— start of RECORDED DATA —
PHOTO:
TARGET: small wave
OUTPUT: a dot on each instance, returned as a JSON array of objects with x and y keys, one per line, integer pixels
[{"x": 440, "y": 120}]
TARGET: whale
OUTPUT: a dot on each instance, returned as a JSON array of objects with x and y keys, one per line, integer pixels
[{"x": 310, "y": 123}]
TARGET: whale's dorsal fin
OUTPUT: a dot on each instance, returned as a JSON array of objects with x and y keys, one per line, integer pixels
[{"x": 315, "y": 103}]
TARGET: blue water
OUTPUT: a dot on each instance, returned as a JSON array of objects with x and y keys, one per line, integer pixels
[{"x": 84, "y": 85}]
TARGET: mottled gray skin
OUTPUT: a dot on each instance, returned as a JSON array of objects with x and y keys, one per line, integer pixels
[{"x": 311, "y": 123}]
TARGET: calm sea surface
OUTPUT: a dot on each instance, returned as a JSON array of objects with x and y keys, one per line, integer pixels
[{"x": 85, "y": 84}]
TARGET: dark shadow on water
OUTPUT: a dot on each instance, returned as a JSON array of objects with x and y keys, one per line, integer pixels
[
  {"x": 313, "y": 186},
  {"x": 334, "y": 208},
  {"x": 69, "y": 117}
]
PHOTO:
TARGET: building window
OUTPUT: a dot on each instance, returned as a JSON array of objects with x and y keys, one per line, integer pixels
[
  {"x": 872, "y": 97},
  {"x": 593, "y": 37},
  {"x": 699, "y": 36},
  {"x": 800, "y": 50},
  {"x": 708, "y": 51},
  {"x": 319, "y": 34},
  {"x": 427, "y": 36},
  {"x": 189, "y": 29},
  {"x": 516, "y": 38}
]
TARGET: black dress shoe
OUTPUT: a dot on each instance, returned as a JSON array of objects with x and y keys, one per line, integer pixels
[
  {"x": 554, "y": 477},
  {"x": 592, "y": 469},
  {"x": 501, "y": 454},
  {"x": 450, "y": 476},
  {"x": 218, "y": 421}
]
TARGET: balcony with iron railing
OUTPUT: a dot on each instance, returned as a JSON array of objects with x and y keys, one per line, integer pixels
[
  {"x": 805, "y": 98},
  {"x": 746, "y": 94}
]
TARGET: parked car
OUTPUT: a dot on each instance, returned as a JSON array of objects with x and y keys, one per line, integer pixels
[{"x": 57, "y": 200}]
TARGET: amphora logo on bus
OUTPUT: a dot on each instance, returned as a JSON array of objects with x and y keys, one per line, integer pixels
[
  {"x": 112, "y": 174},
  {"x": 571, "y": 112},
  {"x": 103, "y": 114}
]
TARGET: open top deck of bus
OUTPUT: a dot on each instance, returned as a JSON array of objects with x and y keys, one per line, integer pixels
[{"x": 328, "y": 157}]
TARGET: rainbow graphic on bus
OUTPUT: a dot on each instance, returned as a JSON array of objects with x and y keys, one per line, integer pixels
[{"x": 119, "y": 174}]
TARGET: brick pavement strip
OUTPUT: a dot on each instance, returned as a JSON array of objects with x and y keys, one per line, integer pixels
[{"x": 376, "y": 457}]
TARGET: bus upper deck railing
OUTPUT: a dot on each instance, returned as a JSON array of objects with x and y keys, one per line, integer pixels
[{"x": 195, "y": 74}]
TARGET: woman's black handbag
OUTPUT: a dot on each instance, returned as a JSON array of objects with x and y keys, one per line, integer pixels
— end of RECORDED DATA —
PROBLEM TO WORK ON -
Arrange the stretch from the line containing "TARGET: bus upper deck railing" through the end of the records as a JSON list of strings, one string per line, leaving out blank lines.

SOLUTION TO THIS EXERCISE -
[
  "TARGET: bus upper deck railing",
  "OUTPUT: a dot on each instance, returned as a JSON array of objects with x and y keys, one per line, integer pixels",
  "[{\"x\": 195, \"y\": 74}]",
  "TARGET: woman's black handbag",
  "OUTPUT: a dot on each instance, returned as a JSON array of objects with x and y keys, one per line, integer pixels"
]